◆ AUFGABEN UND ÜBUNGEN:
(1) Beantworte anhand des Dokumentausschnitts zu „Das grosse Krabbeln“ diese Fragen:
(a) Wer hat die Musik zum Film geschrieben?
(b) Wer spricht in der deutschen Fassung Prinzessin Atta?
(c) Wann wollen die Grashüpfer zurückkommen?
(2) Wie lässt sich der Absatz „Mit dem Segen der Königin …“ aus dem Dokumentausschnitt als knappe Stichpunktliste mit seinen wichtigsten Fakten fassen?
(3) Warum sammeln die Ameisen laut dem Dokumentausschnitt Futter, das die Grashüpfer fressen? Antworte in ein bis drei Sätzen.

◆ DOKUMENTAUSSCHNITT:
◆ ◆ ◆ ◆

Das grosse Krabbeln [1998]
Wertung: |
Kritik von Jens Adrian |
Hinzugefügt am 29. März 2010
Genre: Animation / KomödieOriginaltitel: A Bug's Life
Laufzeit: 95 min.
Produktionsland: USA
Produktionsjahr: 1998
FSK-Freigabe: ohne Altersbeschränkung
Regie: John Lasseter, Andrew Stanton (Ko-Regisseur)
Musik: Randy Newman
Stimmen: Dave Foley (Kai Wiesinger), Kevin Spacey (Rufus Beck), Julia Louis-Dreyfus (Madeleine Stolze), Hayden Panettiere (Carolyn Schwarzmaier), Phyllis Diller (Elisabeth Volkmann), Richard Kind (Jan Odle), David Hyde Pierce (Fritz von Hardenberg), Joe Ranft (Ottfried Fischer), Denis Leary (Ivar Combrinck), Jonathan Harris (Horst Raspe), Madeline Kahn (Katharina Lopinski), Bonnie Hunt (Susanne von Medvey), Michael McShane (Hartmut Neugebauer), John Ratzenberger (Michael Rüth), Brad Garrett (Oliver Stritzel)
Kurzinhalt:
Jede Ameise kennt das Naturgesetz: die Ameisen sammeln das Futter und die Grashüpfer, die einmal im Sommer vorbeischwirren, fressen das Futter. Dafür werden die Ameisen vor ihren Feinden beschützt. Unglücklicherweise versenkt die erfinderische Ameise Flik (Dave Foley / Kai Wiesinger) die gesamten Vorräte. Doch der Anführer der Grashüpfer, Hopper (Kevin Spacey / Rufus Beck), gibt ihnen noch eine Chance. Sie müssen noch mehr Futter sammeln, und wenn das letzte Blatt vom Baum gefallen ist, werden sie zurückkommen. Nur auf der kleinen Insel der Ameisen ist nicht mehr genug Futter übrig, und schon gar nicht, um den eigenen Wintervorrat auch noch anzulegen.
Mit dem Segen der Königin (Phyllis Diller / Elisabeth Volkmann) und auch von Prinzessin Atta (Julia Louis-Dreyfus / Madeleine Stolze) macht sich Flik auf, eine Truppe Krieger jenseits der Insel zu finden, welche die Ameisen im Kampf gegen die Grashüpfer unterstützen soll. Er findet eine Gruppe aberwitziger Figuren, die aus einem Zirkus geflogen sind, und die nicht verstehen, welche Aufgabe vor ihnen liegt. Doch der Sommer ist bald vorbei, die Grashüpfer kommen bald zurück, und die Hoffnung der ganzen Kolonie lastet auf Flik und seiner Mannschaft. Nur was, wenn der Betrug auffliegt? Oder es wirklich zum Kampf kommt? ...

◆ ◆ ◆ ◆

◆ BEREITGESTELLTES MATERIAL:
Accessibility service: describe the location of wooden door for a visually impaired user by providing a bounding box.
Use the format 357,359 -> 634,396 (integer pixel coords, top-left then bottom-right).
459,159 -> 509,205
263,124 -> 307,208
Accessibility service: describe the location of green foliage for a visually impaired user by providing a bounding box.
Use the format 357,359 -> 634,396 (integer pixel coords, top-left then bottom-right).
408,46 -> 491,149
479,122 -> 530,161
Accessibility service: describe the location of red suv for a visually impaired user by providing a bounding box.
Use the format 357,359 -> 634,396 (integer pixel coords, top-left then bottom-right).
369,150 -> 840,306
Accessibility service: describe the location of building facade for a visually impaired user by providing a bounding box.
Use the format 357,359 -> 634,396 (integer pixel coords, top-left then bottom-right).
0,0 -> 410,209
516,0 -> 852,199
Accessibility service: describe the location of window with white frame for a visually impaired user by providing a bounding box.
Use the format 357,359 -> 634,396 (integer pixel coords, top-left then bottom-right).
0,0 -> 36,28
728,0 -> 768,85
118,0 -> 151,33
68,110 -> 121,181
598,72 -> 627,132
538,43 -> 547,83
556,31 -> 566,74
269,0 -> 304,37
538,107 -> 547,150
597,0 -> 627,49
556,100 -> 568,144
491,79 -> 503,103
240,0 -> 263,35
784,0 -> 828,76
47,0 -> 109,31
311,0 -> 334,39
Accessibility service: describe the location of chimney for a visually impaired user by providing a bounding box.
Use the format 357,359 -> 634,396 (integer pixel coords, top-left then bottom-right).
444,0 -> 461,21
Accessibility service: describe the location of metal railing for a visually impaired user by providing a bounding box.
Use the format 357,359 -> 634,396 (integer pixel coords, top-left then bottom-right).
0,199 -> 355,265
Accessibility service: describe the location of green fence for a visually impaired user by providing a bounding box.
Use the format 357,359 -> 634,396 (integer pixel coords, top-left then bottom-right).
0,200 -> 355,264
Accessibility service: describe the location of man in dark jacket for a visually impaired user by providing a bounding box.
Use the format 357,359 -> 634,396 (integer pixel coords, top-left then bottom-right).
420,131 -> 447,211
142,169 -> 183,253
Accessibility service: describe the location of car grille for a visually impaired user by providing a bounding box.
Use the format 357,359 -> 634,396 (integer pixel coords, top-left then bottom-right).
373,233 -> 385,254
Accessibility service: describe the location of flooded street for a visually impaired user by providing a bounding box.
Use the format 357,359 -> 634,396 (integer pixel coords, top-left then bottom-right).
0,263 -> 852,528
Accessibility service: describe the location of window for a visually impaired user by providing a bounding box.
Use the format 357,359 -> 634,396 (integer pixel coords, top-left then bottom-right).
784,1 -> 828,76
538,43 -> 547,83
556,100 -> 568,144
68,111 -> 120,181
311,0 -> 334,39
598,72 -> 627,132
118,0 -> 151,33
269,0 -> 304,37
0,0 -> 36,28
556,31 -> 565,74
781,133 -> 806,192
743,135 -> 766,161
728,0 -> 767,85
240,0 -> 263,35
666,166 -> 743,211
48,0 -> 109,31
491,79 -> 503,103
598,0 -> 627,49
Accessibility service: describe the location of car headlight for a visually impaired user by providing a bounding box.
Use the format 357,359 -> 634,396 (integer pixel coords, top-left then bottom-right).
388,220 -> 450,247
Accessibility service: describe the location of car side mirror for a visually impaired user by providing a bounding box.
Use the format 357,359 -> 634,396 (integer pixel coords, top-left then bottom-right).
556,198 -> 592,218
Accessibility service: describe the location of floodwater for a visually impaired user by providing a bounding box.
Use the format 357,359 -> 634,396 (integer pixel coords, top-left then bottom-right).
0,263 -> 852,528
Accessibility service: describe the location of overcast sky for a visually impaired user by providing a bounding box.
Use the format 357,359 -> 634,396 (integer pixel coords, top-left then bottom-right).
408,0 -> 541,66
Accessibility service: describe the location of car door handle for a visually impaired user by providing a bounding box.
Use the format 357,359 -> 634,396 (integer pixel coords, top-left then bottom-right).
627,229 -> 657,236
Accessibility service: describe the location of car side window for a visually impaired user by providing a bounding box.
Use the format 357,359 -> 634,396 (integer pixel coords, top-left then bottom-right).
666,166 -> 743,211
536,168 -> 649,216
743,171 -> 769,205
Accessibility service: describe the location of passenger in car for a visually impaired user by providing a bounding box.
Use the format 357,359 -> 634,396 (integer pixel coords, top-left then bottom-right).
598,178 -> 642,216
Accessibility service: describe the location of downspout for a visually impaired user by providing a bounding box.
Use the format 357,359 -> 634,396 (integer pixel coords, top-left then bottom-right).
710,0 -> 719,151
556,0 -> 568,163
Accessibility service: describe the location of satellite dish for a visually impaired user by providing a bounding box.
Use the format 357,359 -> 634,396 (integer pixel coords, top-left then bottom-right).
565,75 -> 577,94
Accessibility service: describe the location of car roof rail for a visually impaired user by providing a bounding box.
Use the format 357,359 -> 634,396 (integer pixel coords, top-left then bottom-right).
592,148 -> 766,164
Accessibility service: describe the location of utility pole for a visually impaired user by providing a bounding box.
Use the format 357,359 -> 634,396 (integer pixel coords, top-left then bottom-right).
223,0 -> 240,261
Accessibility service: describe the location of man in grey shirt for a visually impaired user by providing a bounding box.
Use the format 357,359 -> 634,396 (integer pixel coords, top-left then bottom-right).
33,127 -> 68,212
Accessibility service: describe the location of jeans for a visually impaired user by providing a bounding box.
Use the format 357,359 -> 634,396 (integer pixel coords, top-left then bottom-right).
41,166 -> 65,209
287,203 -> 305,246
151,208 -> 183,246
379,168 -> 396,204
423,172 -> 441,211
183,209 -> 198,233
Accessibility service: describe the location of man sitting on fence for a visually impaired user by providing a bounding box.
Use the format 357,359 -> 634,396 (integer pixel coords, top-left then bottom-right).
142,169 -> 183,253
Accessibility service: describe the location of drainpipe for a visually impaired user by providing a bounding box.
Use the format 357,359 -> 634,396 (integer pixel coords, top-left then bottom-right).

◆ ◆ ◆ ◆

◆ ENDGÜLTIGE ANTWORTEN:
(1)
(a) Randy Newman
(b) Madeleine Stolze
(c) Wenn das letzte Blatt vom Baum gefallen ist.

(2)
- Mit dem Segen der Königin und Prinzessin Attas verlässt Flik die Insel, um Krieger zu finden.
- Diese Krieger sollen den Ameisen im Kampf gegen die Grashüpfer helfen.
- Flik findet stattdessen eine Gruppe aberwitziger Figuren, die aus einem Zirkus geflogen sind.
- Diese Figuren verstehen nicht, welche Aufgabe vor ihnen liegt.
- Der Sommer endet bald, und die Grashüpfer kehren bald zurück.
- Die Hoffnung der ganzen Kolonie ruht auf Flik und seiner Truppe.
- Offen bleibt, was geschieht, wenn der Betrug auffliegt oder es tatsächlich zum Kampf kommt.

(3) So verlangt es das Naturgesetz, das jede Ameise kennt. Die Ameisen sammeln das Futter, und die Grashüpfer fressen es. Dafür werden die Ameisen vor ihren Feinden beschützt.